## [What to produce]
The lines to copy from the data below are those that hold the string "then".

Records contained in a dataset:
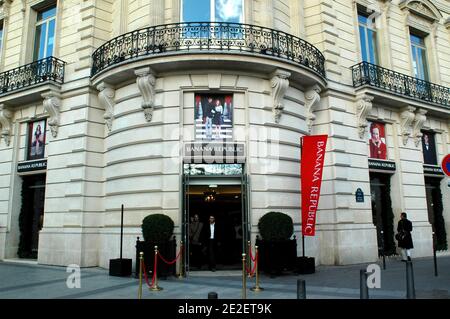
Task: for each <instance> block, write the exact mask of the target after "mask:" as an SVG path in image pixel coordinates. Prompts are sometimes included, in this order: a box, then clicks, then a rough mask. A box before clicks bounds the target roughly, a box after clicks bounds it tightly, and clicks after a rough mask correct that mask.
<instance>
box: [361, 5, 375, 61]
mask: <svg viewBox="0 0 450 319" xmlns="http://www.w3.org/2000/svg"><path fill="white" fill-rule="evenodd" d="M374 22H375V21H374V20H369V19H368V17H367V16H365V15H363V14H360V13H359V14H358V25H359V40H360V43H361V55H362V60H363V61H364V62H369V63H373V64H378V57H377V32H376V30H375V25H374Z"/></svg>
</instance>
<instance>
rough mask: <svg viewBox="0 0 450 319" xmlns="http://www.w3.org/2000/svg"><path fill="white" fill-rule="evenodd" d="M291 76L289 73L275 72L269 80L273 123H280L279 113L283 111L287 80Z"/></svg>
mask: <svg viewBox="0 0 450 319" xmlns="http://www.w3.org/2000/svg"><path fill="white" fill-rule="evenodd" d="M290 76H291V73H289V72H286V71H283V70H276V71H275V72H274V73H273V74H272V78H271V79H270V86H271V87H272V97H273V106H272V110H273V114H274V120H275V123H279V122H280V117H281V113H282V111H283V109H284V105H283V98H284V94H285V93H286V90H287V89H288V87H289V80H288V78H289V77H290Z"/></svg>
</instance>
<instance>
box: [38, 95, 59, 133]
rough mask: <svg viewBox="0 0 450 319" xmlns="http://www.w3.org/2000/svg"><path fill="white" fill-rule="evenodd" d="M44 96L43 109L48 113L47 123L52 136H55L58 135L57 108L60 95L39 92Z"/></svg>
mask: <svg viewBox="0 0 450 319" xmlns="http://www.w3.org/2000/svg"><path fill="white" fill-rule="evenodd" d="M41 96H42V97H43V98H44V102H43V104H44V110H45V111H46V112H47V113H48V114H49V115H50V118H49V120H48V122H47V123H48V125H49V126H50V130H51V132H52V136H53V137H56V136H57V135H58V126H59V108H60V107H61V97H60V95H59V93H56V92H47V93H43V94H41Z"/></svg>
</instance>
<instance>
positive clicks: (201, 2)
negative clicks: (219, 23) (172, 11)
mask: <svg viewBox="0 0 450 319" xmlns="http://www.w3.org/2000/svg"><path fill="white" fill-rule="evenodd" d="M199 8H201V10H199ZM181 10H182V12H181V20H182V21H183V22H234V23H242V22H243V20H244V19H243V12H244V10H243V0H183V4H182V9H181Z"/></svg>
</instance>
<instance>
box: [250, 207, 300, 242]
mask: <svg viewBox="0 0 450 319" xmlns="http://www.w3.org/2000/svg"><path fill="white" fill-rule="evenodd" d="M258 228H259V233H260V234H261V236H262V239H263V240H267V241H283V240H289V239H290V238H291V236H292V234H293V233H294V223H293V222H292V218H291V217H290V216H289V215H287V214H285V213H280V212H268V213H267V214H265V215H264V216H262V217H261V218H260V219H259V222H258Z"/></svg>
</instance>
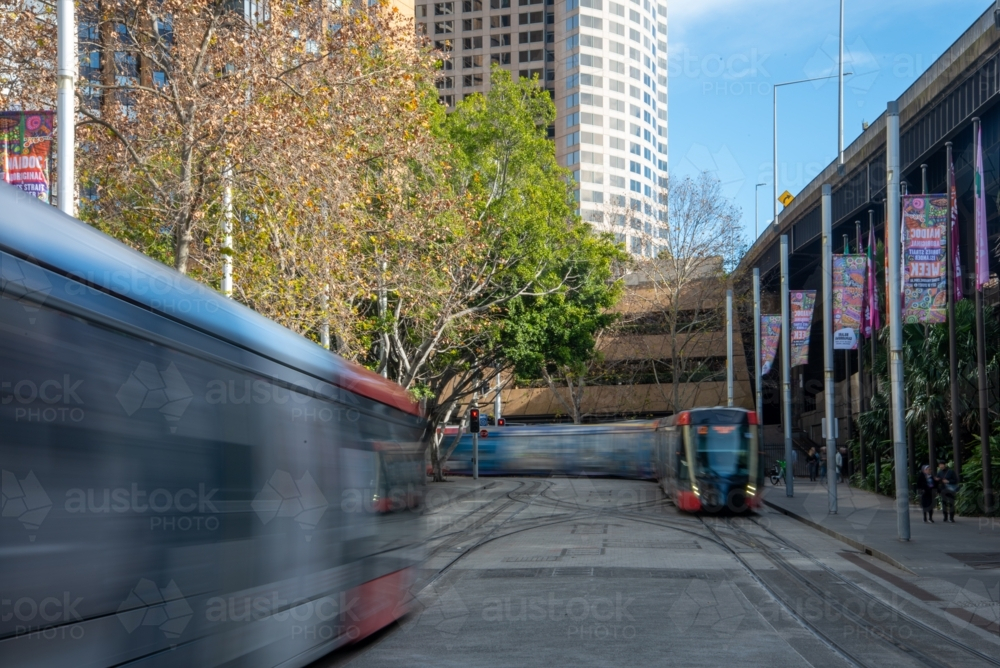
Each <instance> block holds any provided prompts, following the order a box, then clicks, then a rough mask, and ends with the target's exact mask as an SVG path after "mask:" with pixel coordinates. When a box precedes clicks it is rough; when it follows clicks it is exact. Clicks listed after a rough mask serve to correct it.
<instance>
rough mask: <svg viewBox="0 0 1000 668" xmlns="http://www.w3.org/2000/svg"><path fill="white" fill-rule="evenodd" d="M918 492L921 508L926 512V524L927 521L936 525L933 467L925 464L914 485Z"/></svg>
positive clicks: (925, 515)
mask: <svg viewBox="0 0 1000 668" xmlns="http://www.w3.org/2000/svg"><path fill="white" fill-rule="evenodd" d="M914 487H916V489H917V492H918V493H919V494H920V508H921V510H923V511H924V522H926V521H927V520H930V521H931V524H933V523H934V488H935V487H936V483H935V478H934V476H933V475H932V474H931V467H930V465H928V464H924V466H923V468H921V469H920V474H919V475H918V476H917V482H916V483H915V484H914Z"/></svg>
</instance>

## [Solution to the problem]
Task: for each <instance> block, write the exact mask of the target after "mask:" as an SVG path in image pixel coordinates. Prompts are sometimes included, in this order: a box, then clicks, then a rough mask. A box before clicks bounds the target roughly, a box after clicks bounds it tightly, and clicks after a rough mask correct that mask.
Each <instance> block holds any provided prompts, following the order a box, then clicks, then a rough mask, and ends with the target's exact mask as an SVG path after "mask:" with pixel coordinates. When a box precedes clicks it is rough; when it follows clicks it is exact. Clicks listed after a rough mask serve to correct it.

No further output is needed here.